第14回
一項目ごとに散々悩み、試行錯誤しながら書き進めてきたが、まだ自己破産の書類の半分しか書き上げていなかった。

ここまで、生活状況や経歴などを書いてきたが、そのひとつひとつにどう書くべきか戸惑ったものの、基本的には正直に書けばそれでよかった。しかし次の「第3 借金を支払うことができなくなった状況」からは、いよいよ本題ともいうべき「何故借金をつくり、何故支払い不能になったか」についての設問が並んでいる。一通り最後まで目を通しただけで、正直に書けばよいというレベルではなく、「どう記入することが正直ということになるのか」ということからして分からないような設問ばかりだと、書類を前に呆然としてしまった。

例えば最初の設問「1.初めて借金をしたり、クレジットカードで買い物をしたのはいつですか」というものだが、私の場合のそれは、10代の頃、恋人へのプレゼントを買ったことである。今抱えている借金と、そのときの買い物はまったく関係がないことは明らかだが、「初めて」ということに対して正直になるのなら、やはりそのプレゼントのことを書くべきなのか。

また「2.多額の借金をした理由は何ですか」という項目には(1)から(7)まで理由が羅列してあり、当てはまるものにチェックしていくことになっている。私の場合は「(1)生活費が足りなかったためです」にチェックをしたのだが、その下に「当時の職業・収入及び生活費が足りなくなった具体的な理由を (3)に書いてください」とある「当時」とは、一体いつのことを言えばいいのか。

例えば、「1.初めて借金した時期」について10年以上前のことを書いたとすると、「当時」というのはやはり10年前を指すことになるだろう。しかしその頃は決して「生活費」に困っていたわけではない。ならば1の質問に対して、初めての借金ではなく、自転車操業が始まった頃のことを書けばいいのだろうか。

• [データ抜粋]
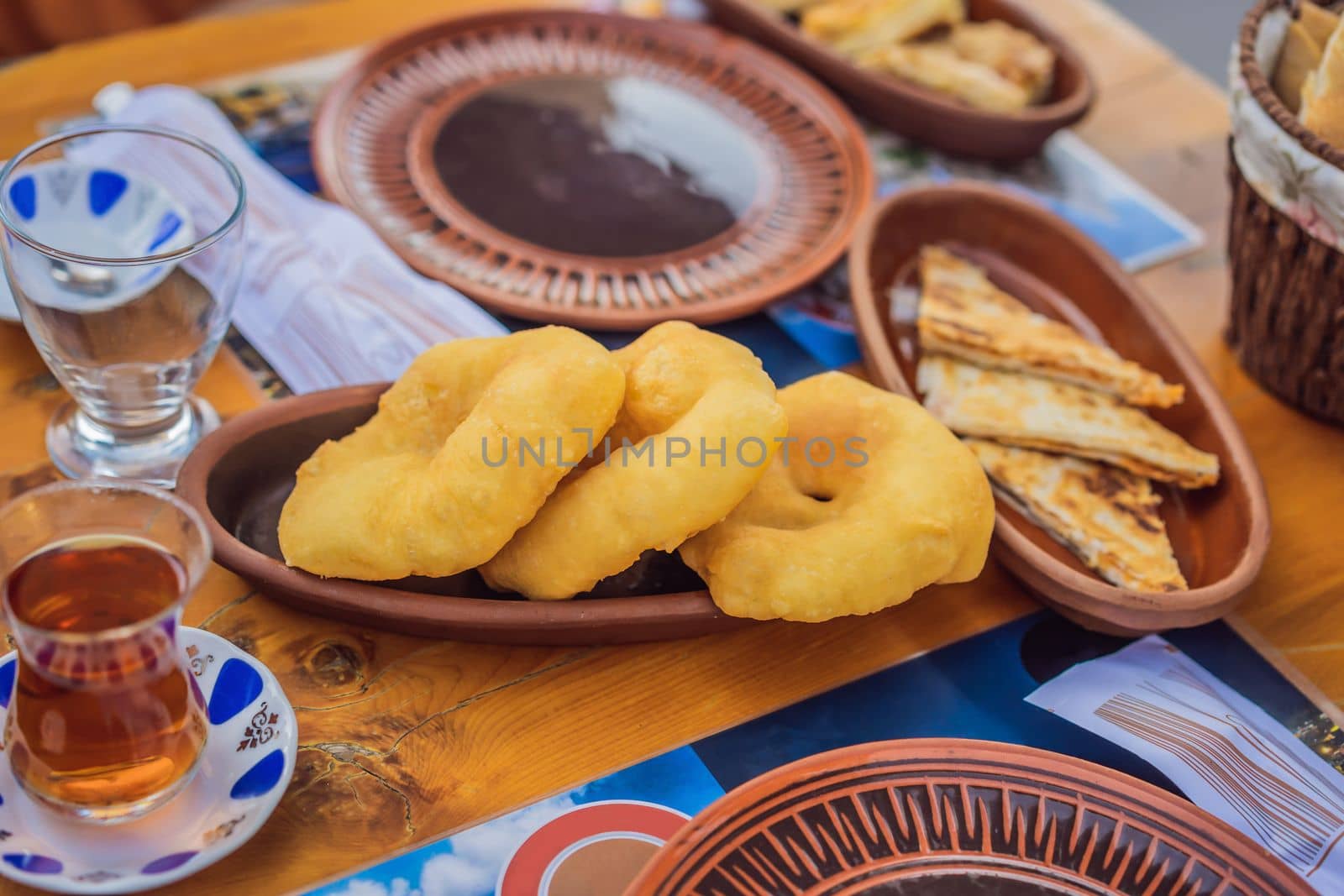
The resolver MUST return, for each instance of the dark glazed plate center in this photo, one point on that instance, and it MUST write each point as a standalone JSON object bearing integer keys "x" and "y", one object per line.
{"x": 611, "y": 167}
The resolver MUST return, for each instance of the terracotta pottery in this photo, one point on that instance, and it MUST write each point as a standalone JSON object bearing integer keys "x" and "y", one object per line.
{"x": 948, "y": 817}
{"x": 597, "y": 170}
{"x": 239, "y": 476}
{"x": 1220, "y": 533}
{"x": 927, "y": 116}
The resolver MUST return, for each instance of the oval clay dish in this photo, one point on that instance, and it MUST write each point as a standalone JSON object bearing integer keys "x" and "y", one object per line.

• [練習課題]
**a.** 掲載文の「ここまで、生活状況や経歴などを書いてきたが」で始まる段落を、主な内容を保ったまま短く書き直してください。
**b.** 自己破産の書類を書く苦労を綴った掲載文を、最後の文の後から書き継いでください。

• [課題の解答]
**a.** これまで生活状況や経歴などは、書き方に迷いながらも基本的に正直に書けばよかった。しかし「第3 借金を支払うことができなくなった状況」からは、何故借金をつくり、何故支払い不能になったかという本題の設問が並ぶ。最後まで目を通すと、どう書けば正直になるのかさえ分からない設問ばかりで、書類を前に呆然とした。

**b.**
(2)の「飲食、飲酒、旅行、趣味としての商品購入(絵画、パソコン、服、健康器具など)、ギャンブル、風俗、エステなどにお金を使いすぎたためです」ということろでも、パソコン購入を書くべきなのかどうか、再び悩む。また、姉と兄が海外に暮らしているため、借金を作ってからも海外へ行っているのだが、それもここに入れるべきなのか。

これらの(1)から(7)については、(8)「具体的な事情は、次の通りです」というところに文章で書くことになっている。渡された書類でスペースが足りない場合は、A4の紙を用意してしっかり説明しなければならず、本には「ここがもっとも重要」と書かれていた。

自己破産は裁判所で行うため、裁判官と本人が面接し、書類に書くようなことは、本来、口頭で説明しなくてはならないことである。しかし自己破産をする人が増えた現在、ひとりひとりにそれほどの時間をかけることができず、前もって「陳述書」を提出することで時間を短縮しているのだ。つまり従来の裁判ならば、この「陳述書」に書かれる部分こそが「裁判官が破産宣告をさせてもよいか」という判断をするために口頭陳述させる部分なのである。

本には例文として、「私は平成○○年△月、仕事に使うパソコンを購入するため、金融機関A社から15万円を借り入れしました。その後何回かA社に対し返済していましたが、平成○○年□月にA社に返済するお金を用意できずに金融会社B社に20万円を借りました」というような文章が2〜3パターン載っていた。

文章を書くのは本職でもある。決められた質問に対して答えていくよりも、自分の言葉で時系列に説明するほうがまだ簡単だ。しかし、そこに書いてあることと、他のところで書いていることが矛盾してはいけないし、設問にはない部分での「借金をした事情」をどのように書いたらよいかということに関しては、本に書いてある例文だけではやはり分からなかった。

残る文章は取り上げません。